» **Your objective**: Given the material below, output exactly the lines from the line with "For the image above, mark every mini" to the line with "For the image above, mark every group", both ends included, and no other lines.

» **Data for this exercise**:
┄┄┄┄┄┄┄┄┄┄┄┄┄┄┄┄┄┄┄┄
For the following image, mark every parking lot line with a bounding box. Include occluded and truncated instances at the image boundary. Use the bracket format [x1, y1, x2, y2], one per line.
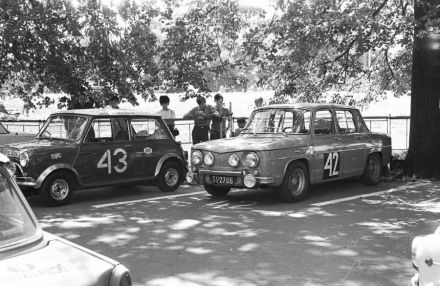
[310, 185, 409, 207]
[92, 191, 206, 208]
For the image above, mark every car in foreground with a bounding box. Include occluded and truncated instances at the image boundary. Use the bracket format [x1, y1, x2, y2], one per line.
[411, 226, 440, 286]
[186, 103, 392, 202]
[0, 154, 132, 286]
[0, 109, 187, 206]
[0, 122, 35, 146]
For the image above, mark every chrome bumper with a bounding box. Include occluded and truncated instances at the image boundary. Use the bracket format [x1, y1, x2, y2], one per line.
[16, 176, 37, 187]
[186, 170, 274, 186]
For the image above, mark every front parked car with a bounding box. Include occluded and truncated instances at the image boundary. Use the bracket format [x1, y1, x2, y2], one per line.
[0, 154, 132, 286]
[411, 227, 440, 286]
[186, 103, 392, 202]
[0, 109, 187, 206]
┄┄┄┄┄┄┄┄┄┄┄┄┄┄┄┄┄┄┄┄
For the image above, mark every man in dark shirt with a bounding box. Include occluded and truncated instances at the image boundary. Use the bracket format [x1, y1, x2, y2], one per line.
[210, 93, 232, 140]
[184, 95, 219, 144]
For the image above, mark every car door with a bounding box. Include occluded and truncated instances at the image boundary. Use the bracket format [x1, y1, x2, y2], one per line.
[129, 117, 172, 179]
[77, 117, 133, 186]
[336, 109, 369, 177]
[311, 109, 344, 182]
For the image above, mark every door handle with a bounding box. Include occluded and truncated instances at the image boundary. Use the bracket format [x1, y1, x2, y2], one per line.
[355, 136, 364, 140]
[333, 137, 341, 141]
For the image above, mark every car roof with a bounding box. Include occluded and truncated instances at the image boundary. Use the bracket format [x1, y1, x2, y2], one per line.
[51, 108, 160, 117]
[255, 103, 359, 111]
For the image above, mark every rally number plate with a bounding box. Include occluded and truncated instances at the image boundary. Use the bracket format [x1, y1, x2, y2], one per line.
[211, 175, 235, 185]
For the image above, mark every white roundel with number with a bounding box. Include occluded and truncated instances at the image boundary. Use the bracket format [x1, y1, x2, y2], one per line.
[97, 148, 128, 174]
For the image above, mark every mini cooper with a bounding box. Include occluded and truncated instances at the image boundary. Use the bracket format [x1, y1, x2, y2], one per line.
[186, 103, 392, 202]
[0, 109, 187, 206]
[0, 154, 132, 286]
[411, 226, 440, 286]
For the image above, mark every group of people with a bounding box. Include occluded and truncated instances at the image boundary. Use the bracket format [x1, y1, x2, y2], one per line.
┄┄┄┄┄┄┄┄┄┄┄┄┄┄┄┄┄┄┄┄
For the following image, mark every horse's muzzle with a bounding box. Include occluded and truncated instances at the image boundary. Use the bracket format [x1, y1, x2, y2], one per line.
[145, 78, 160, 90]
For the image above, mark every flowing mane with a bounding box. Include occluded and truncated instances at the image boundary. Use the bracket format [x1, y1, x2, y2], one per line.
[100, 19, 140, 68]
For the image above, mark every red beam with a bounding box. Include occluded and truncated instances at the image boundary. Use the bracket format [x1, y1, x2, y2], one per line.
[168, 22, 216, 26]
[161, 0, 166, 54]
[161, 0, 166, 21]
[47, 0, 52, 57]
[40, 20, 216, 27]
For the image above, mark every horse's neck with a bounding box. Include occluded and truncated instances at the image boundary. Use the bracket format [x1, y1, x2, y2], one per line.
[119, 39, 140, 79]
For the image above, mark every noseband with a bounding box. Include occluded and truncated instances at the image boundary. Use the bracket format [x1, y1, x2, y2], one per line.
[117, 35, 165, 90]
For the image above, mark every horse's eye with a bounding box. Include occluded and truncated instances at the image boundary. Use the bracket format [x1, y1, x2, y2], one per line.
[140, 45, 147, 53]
┄┄┄┄┄┄┄┄┄┄┄┄┄┄┄┄┄┄┄┄
» **Finished task**:
For the image above, mark every mini cooper with a bounding box. Include occluded and truncated instances at the image boundary. Use the bracket format [x1, y1, x2, y2], one per line.
[186, 103, 392, 202]
[0, 109, 187, 206]
[0, 154, 132, 286]
[411, 226, 440, 286]
For the image above, mark every group of people with a bounding box. Include occluded and truncated instances at the image boundary. Use the bracket format [x1, y1, x2, y2], one per line.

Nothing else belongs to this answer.